##### Listed entries #####
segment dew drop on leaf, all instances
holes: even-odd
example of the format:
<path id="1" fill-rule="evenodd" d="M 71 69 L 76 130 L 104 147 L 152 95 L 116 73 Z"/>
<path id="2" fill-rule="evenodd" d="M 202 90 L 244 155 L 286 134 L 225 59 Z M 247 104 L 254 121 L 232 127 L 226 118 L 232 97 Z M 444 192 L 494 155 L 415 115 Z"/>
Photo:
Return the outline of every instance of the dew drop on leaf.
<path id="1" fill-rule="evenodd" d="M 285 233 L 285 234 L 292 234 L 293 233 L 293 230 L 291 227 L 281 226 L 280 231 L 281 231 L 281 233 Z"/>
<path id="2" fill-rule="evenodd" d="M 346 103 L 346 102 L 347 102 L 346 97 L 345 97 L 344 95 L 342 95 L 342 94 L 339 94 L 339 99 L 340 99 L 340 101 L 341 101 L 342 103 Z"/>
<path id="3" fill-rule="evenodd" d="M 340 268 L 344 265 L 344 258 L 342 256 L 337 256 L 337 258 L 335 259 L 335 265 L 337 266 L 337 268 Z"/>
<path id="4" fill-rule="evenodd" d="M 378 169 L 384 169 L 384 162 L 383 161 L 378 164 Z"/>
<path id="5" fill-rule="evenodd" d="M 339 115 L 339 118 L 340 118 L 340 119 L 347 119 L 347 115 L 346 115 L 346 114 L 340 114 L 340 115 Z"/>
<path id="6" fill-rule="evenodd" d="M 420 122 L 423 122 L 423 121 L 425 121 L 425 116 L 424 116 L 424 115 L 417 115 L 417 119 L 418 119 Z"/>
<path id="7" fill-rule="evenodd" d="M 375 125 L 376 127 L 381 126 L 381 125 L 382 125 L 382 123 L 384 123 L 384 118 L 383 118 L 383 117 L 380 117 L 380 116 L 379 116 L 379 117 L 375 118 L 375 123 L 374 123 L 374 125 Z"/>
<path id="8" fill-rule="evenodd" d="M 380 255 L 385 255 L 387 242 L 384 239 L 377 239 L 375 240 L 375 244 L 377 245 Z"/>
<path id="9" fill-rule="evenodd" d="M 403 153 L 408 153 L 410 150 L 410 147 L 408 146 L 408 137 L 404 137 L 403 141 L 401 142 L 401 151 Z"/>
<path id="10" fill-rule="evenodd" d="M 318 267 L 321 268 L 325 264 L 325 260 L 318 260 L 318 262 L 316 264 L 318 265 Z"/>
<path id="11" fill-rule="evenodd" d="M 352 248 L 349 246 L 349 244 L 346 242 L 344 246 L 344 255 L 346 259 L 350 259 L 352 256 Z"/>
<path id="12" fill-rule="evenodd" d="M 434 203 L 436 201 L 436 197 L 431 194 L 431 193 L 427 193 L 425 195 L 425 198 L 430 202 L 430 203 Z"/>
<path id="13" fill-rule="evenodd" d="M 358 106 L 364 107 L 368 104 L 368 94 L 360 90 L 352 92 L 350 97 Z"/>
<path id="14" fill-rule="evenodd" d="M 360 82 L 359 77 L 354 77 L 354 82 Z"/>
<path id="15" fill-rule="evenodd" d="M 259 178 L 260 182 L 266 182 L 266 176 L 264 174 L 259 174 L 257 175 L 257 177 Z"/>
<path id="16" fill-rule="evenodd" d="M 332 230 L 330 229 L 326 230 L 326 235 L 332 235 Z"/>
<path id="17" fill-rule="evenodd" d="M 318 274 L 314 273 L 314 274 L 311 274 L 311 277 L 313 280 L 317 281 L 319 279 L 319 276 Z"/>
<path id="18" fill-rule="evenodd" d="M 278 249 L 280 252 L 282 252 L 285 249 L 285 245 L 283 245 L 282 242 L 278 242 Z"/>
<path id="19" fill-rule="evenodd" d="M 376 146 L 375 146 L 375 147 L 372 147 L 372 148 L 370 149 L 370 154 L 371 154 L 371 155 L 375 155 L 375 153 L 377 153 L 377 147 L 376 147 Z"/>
#####
Aim of the task >> With no alteration of any kind, give the data again in full.

Reply to the exercise >>
segment dew drop on leaf, all instances
holes: even-odd
example of the format:
<path id="1" fill-rule="evenodd" d="M 71 69 L 76 130 L 104 147 L 152 95 L 116 73 Z"/>
<path id="2" fill-rule="evenodd" d="M 202 90 L 244 155 L 286 134 L 225 59 Z M 247 104 L 254 121 L 232 127 L 226 118 L 232 97 Z M 444 192 L 494 155 L 415 115 Z"/>
Photo:
Return the outline of every instance of the dew drop on leaf.
<path id="1" fill-rule="evenodd" d="M 285 233 L 285 234 L 292 234 L 293 233 L 293 230 L 291 227 L 281 226 L 280 231 L 281 231 L 281 233 Z"/>
<path id="2" fill-rule="evenodd" d="M 346 103 L 346 102 L 347 102 L 346 97 L 345 97 L 344 95 L 342 95 L 342 94 L 339 94 L 339 99 L 340 99 L 340 101 L 341 101 L 342 103 Z"/>
<path id="3" fill-rule="evenodd" d="M 340 268 L 344 265 L 344 258 L 342 256 L 337 256 L 337 258 L 335 259 L 335 265 L 337 266 L 337 268 Z"/>
<path id="4" fill-rule="evenodd" d="M 378 169 L 384 169 L 384 162 L 383 161 L 378 164 Z"/>
<path id="5" fill-rule="evenodd" d="M 339 115 L 339 118 L 340 118 L 340 119 L 347 119 L 347 115 L 346 115 L 346 114 L 340 114 L 340 115 Z"/>
<path id="6" fill-rule="evenodd" d="M 420 122 L 423 122 L 423 121 L 425 121 L 425 116 L 424 116 L 424 115 L 417 115 L 417 119 L 418 119 Z"/>
<path id="7" fill-rule="evenodd" d="M 375 125 L 376 127 L 381 126 L 381 125 L 382 125 L 382 123 L 384 123 L 384 118 L 383 118 L 383 117 L 380 117 L 380 116 L 379 116 L 379 117 L 375 118 L 375 123 L 374 123 L 374 125 Z"/>
<path id="8" fill-rule="evenodd" d="M 380 255 L 385 255 L 387 242 L 384 239 L 377 239 L 375 240 L 375 244 L 377 245 Z"/>
<path id="9" fill-rule="evenodd" d="M 403 153 L 408 153 L 410 150 L 410 147 L 408 146 L 408 137 L 404 137 L 403 141 L 401 142 L 401 151 Z"/>
<path id="10" fill-rule="evenodd" d="M 318 267 L 321 268 L 325 264 L 325 260 L 318 260 L 318 262 L 316 264 L 318 265 Z"/>
<path id="11" fill-rule="evenodd" d="M 352 248 L 349 246 L 349 244 L 346 242 L 344 246 L 344 255 L 346 259 L 350 259 L 352 256 Z"/>
<path id="12" fill-rule="evenodd" d="M 434 203 L 436 201 L 436 197 L 431 194 L 431 193 L 427 193 L 425 195 L 425 198 L 430 202 L 430 203 Z"/>
<path id="13" fill-rule="evenodd" d="M 358 106 L 364 107 L 368 104 L 368 94 L 360 90 L 352 92 L 350 97 Z"/>
<path id="14" fill-rule="evenodd" d="M 360 82 L 359 77 L 354 77 L 354 82 Z"/>
<path id="15" fill-rule="evenodd" d="M 259 178 L 260 182 L 266 182 L 266 176 L 264 174 L 259 174 L 257 175 L 257 177 Z"/>
<path id="16" fill-rule="evenodd" d="M 332 230 L 330 229 L 326 230 L 326 235 L 332 235 Z"/>
<path id="17" fill-rule="evenodd" d="M 318 274 L 314 273 L 314 274 L 311 274 L 311 277 L 313 280 L 317 281 L 319 279 L 319 276 Z"/>
<path id="18" fill-rule="evenodd" d="M 278 249 L 280 252 L 282 252 L 285 249 L 285 245 L 283 245 L 282 242 L 278 242 Z"/>
<path id="19" fill-rule="evenodd" d="M 376 146 L 375 146 L 375 147 L 372 147 L 372 148 L 370 149 L 370 154 L 371 154 L 371 155 L 375 155 L 375 153 L 377 153 L 377 147 L 376 147 Z"/>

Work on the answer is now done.